Repeat everything in the material exactly.
— START OF Given information —
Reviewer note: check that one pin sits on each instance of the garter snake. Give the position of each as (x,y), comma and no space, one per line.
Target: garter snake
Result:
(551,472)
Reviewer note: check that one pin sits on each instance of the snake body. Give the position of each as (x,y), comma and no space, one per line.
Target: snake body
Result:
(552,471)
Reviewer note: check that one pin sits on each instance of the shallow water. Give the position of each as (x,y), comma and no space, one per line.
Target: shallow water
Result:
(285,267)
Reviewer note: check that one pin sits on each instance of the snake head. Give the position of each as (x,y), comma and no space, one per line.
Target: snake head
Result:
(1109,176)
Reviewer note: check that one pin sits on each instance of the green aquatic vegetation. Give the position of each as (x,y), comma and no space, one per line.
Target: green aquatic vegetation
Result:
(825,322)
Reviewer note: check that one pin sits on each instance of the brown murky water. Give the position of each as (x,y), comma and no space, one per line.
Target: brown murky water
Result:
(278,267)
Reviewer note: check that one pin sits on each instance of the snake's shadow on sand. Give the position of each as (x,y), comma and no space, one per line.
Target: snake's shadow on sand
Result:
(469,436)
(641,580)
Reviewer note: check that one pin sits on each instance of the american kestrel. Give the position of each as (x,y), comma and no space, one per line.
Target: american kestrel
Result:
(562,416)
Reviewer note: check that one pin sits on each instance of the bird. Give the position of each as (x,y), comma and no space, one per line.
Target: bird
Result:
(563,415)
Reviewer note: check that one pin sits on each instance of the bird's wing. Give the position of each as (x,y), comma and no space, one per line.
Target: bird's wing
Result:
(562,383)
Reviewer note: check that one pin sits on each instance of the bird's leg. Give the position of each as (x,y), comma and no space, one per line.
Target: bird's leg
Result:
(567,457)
— END OF Given information —
### Expected output:
Reviewer note: check that one pin sits on each instance of the garter snake. Give the position of each as (x,y), comma and no space, one per line.
Target: garter snake
Result:
(551,472)
Reviewer note: check that one pin sits on each instance of the snake body. Give the position of each as (x,y), comma and no space, one per line.
Target: snake body
Result:
(552,471)
Reviewer note: check that one pin sits on each instance of the shallow water. Give the position of each as (x,y), comma and no space, one per line.
Target: shallow water
Result:
(285,267)
Reviewer note: check that one pin sits on each instance of the snake head. Give the position of each as (x,y), comma and no space, one per line.
Target: snake head
Result:
(1109,176)
Reviewer note: check that one pin sits on each instance of the green aquatic vegetation. Give the position of each as (x,y), comma and no space, one per line.
Target: green aquatic vegetation
Result:
(825,322)
Reviewer note: check that one pin sits on each instance of the brown murky water. Give the position of each as (x,y), comma and no space, one per line.
Target: brown murky water
Result:
(278,267)
Reviewer note: check that one pin sits on each instance of the snake's shadow on sand. Give the position of each as (x,y), comma and no space, one per line.
Target: snake's shadow on sand
Result:
(469,436)
(641,580)
Reviewer note: check that one pin sits on each instance of the american kestrel. Give the position of each as (x,y), comma and no space, one per line.
Target: american kestrel
Result:
(562,416)
Reviewer note: check that one pin sits on each instance of the bird. Give the position of each as (x,y), comma and no space, one per line.
Target: bird
Result:
(563,415)
Reviewer note: check that one pin sits on each instance of the bird's wing. Give the position of each as (x,y), comma and no space, one per line.
Target: bird's wing
Result:
(562,383)
Reviewer note: check that one pin sits on each instance of the bird's leg. Give the position of each as (x,y), comma and no space, one per line.
Target: bird's leg
Result:
(567,457)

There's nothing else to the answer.